§ **Stored items**

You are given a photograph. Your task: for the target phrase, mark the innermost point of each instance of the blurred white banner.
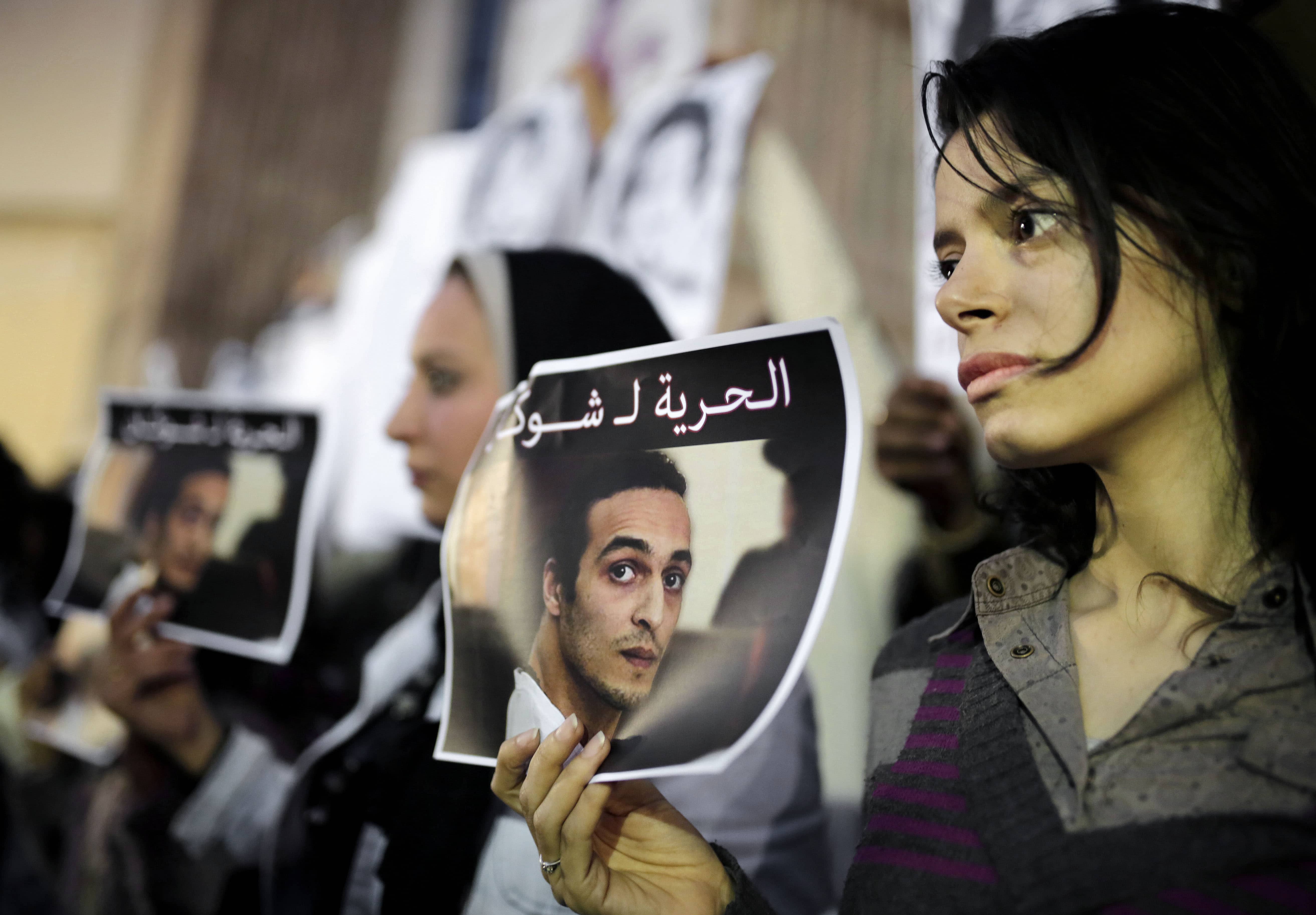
(663, 202)
(953, 30)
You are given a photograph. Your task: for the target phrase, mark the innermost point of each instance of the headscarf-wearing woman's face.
(451, 397)
(1022, 293)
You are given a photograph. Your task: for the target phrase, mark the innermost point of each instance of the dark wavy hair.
(1186, 122)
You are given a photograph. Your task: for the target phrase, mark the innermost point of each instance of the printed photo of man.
(176, 513)
(619, 559)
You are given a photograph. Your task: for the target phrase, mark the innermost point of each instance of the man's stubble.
(581, 648)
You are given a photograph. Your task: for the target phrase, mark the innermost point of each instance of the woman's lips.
(985, 374)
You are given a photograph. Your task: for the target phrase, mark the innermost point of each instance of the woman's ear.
(151, 532)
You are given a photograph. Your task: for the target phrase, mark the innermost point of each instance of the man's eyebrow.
(627, 543)
(947, 238)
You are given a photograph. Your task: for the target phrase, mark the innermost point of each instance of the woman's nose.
(402, 427)
(972, 297)
(649, 613)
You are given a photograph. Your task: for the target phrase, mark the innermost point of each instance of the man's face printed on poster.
(628, 593)
(183, 540)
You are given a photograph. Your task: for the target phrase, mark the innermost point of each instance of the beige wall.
(72, 78)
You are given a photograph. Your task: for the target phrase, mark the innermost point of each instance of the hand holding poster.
(207, 502)
(649, 540)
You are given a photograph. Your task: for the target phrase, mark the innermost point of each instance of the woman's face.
(451, 397)
(1022, 293)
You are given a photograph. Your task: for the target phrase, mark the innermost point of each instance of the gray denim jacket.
(1235, 733)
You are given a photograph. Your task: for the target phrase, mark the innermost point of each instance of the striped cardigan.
(961, 821)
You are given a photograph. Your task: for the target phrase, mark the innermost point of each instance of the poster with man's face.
(206, 502)
(648, 540)
(661, 206)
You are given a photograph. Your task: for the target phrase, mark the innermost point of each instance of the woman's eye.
(440, 381)
(1032, 223)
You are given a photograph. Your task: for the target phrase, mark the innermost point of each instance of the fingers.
(512, 759)
(561, 801)
(127, 625)
(547, 765)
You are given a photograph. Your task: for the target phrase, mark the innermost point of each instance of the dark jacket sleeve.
(748, 900)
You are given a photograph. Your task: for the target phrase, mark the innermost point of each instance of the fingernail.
(568, 729)
(595, 746)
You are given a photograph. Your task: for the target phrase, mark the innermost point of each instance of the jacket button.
(1276, 597)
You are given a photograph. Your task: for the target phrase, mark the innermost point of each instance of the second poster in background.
(649, 539)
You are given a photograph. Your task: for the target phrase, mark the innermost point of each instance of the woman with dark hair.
(1122, 717)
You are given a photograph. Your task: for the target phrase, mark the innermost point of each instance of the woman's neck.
(1172, 502)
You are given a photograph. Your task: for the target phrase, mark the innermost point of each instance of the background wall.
(72, 81)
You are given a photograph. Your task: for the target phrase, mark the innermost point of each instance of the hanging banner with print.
(953, 31)
(531, 173)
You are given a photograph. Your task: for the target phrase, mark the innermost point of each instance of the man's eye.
(442, 381)
(1030, 224)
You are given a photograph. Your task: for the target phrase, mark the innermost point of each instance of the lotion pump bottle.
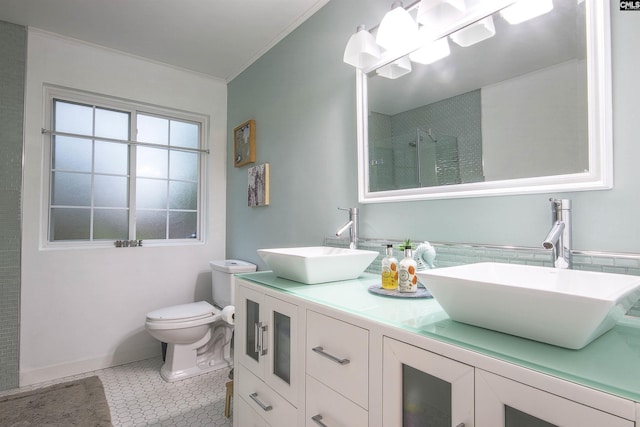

§ **Task prompt**
Lay out each line of the records above as a Markdown table with the columns Row and Line, numbering the rows and leaving out blank lines. Keep the pictures out of the table.

§ **Reply to the exercise**
| Row | Line |
|---|---|
| 1 | You are given a photograph. Your task: for the target phrase, mark the innermost point of each instance of the blurred white banner. |
| 2 | (663, 202) |
| 3 | (953, 30) |
| 4 | You are given a photograph. Your task: for the target phrase, mark the innermost point of each instance of the headscarf-wearing woman's face. |
| 5 | (451, 397) |
| 6 | (1022, 293) |
| 7 | You are given a photograph. Your task: for the target phrase, mark the innermost point of each instance of the dark wavy hair. |
| 8 | (1186, 122) |
| 9 | You are given a photograph. Your task: for the target phrase, mark the innermost point of each instance of the printed photo of man. |
| 10 | (176, 513) |
| 11 | (619, 559) |
| 12 | You are given a photograph. Your task: for the target phrase, mark the innermost point of each instance of the man's stubble. |
| 13 | (581, 648) |
| 14 | You are given a photograph. Your task: for the target phrase, mark the innermost point of each instance of the woman's lips. |
| 15 | (985, 374) |
| 16 | You are given a photograph. Your task: for the target phrase, mark the innermost point of each instance of the woman's ear. |
| 17 | (151, 532) |
| 18 | You are given a photograph. Your task: for the target phrase, mark the innermost point of each instance of the man's eyebrow. |
| 19 | (627, 543) |
| 20 | (947, 238) |
| 21 | You are given a photograph. Your task: for the target phrase, mark the innermost point of each instance of the woman's nose. |
| 22 | (402, 427) |
| 23 | (972, 297) |
| 24 | (649, 613) |
| 25 | You are given a photograph. Your task: for the target phrase, mark the innermost point of each instance of the man's face printed on poster. |
| 26 | (628, 593) |
| 27 | (183, 540) |
| 28 | You are given a photograph. Your task: for the target phrase, mark the innermost point of each instance of the beige wall. |
| 29 | (72, 78) |
| 30 | You are given a photograph. Your task: for the target phrase, mark the innermost point of each instance of the hand holding poster. |
| 31 | (207, 502) |
| 32 | (649, 540) |
| 33 | You are given a photograph. Your task: for the target phrase, mark the innermost point of each instance of the woman's face. |
| 34 | (451, 397) |
| 35 | (1022, 293) |
| 36 | You are given a photograph. Your task: for the target phrase, mark the innermost point of each instance of the gray denim jacket. |
| 37 | (1235, 733) |
| 38 | You are given a photograph. Your task: for the target phrase, mark the innermost point of each instance of the striped cardigan. |
| 39 | (961, 821) |
| 40 | You are given a photograph. Your task: for the target phrase, mark the innermost point of each instance of the poster with man's face. |
| 41 | (206, 502) |
| 42 | (648, 540) |
| 43 | (661, 206) |
| 44 | You are given a photograph. Your task: for the target phrase, mark the innermost point of each instance of the woman's eye. |
| 45 | (440, 381) |
| 46 | (1032, 223) |
| 47 | You are given a photograph. Your task: for the target phrase, mark the innermost point of each instance of the fingers. |
| 48 | (512, 759) |
| 49 | (561, 801) |
| 50 | (127, 625) |
| 51 | (547, 765) |
| 52 | You are given a photograph. Your task: for the target phrase, mark the innermost point of each instance of the dark jacket sleeve. |
| 53 | (748, 900) |
| 54 | You are given a photograph. Your task: for the target phrase, mark the innermost point of each instance of the fingernail. |
| 55 | (568, 729) |
| 56 | (595, 746) |
| 57 | You are given a photograph. Your task: for the target phrase, mark the innermost point of each instance of the jacket button. |
| 58 | (1276, 597) |
| 59 | You are given a photograph. Your task: for the target phrase, mark the innermost point of each instance of the second poster in background. |
| 60 | (649, 539) |
| 61 | You are given a photograph. Your task: for the target phrase, mark the innermost point of each instance of the woman with dark hair. |
| 62 | (1122, 717) |
| 63 | You are given a photograph. Your task: for the target phrase, mark the innermost point of each instance of the woman's neck. |
| 64 | (1172, 502) |
| 65 | You are given a photograph. Your task: for the target phrase, mark the innermost point of each instance of the background wall. |
| 66 | (72, 81) |
| 67 | You are given a photograph. Your task: for the target phrase, mark the innermost point of each instance of the hanging banner with print. |
| 68 | (953, 31) |
| 69 | (531, 173) |
| 70 | You are given a photograph. Your task: for the target phrase, mark the innermost point of each instance of the man's eye. |
| 71 | (442, 381) |
| 72 | (1030, 224) |
| 73 | You are given a photograph. Your task: for the target phrase, mark the innermost point of each instance of the lotion pump bottle. |